[Point placement records]
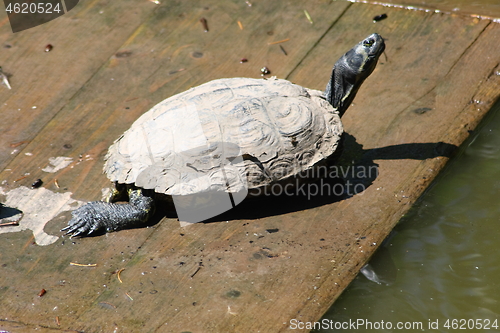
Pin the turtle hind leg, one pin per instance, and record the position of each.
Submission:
(98, 215)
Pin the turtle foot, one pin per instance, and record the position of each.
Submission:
(98, 215)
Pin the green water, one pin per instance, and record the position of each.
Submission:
(442, 260)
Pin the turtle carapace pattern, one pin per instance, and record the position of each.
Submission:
(225, 136)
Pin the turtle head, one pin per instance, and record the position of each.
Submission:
(351, 70)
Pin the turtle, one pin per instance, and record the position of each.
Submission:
(225, 137)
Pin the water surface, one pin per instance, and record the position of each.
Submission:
(442, 260)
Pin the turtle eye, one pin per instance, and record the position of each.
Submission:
(368, 42)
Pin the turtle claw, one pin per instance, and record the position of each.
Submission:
(85, 221)
(98, 215)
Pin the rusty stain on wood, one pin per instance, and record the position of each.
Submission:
(234, 268)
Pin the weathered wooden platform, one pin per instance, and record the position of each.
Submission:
(266, 263)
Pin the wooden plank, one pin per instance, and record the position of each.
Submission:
(43, 82)
(221, 276)
(485, 8)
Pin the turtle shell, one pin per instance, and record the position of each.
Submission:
(226, 135)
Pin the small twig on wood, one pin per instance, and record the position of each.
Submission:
(5, 224)
(118, 274)
(280, 41)
(200, 265)
(204, 24)
(308, 16)
(82, 265)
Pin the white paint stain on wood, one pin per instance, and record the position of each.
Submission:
(38, 206)
(57, 163)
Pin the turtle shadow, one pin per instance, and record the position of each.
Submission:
(354, 172)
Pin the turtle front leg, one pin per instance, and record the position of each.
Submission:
(98, 215)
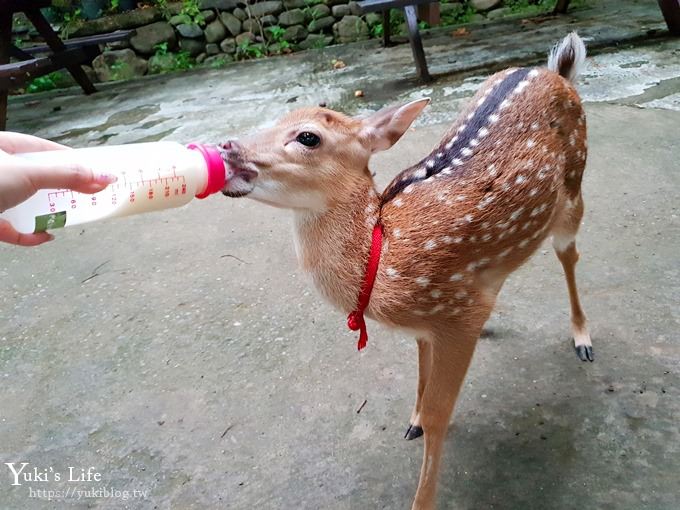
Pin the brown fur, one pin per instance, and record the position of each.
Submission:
(449, 241)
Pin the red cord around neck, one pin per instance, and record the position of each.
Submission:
(355, 320)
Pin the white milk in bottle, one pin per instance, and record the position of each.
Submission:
(151, 177)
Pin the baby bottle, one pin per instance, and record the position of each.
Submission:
(151, 177)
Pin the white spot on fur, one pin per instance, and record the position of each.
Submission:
(538, 210)
(437, 309)
(521, 86)
(516, 214)
(423, 281)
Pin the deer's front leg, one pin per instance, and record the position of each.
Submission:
(450, 360)
(415, 428)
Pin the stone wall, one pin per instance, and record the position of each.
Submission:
(233, 29)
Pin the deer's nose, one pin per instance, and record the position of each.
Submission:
(231, 146)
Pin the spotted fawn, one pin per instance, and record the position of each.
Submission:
(505, 176)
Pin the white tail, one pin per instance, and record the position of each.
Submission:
(568, 57)
(504, 177)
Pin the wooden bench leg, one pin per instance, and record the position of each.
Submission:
(430, 13)
(56, 45)
(561, 7)
(671, 13)
(416, 43)
(5, 44)
(387, 29)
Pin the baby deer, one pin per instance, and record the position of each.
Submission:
(447, 232)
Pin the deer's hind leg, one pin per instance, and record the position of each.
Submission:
(415, 428)
(564, 242)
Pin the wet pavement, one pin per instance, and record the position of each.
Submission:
(183, 353)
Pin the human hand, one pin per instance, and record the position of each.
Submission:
(20, 179)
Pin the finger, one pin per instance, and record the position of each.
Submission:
(15, 143)
(9, 235)
(70, 176)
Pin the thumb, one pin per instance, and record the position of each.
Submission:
(70, 176)
(9, 235)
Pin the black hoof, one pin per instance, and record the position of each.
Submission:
(585, 353)
(413, 432)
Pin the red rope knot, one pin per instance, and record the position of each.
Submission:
(355, 320)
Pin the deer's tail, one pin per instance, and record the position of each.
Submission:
(567, 57)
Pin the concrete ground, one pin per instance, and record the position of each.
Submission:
(183, 353)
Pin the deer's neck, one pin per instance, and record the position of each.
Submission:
(333, 245)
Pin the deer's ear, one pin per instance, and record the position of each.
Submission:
(381, 130)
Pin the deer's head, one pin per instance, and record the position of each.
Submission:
(311, 155)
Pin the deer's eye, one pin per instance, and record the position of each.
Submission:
(308, 139)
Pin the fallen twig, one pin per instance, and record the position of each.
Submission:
(226, 430)
(235, 257)
(94, 271)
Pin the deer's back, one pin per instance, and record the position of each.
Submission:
(485, 197)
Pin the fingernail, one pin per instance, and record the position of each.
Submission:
(107, 178)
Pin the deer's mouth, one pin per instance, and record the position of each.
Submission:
(241, 175)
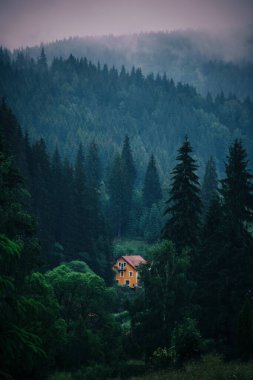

### Set task
State how many lines of the items contain the word "stain". Give only the number.

### Task answer
2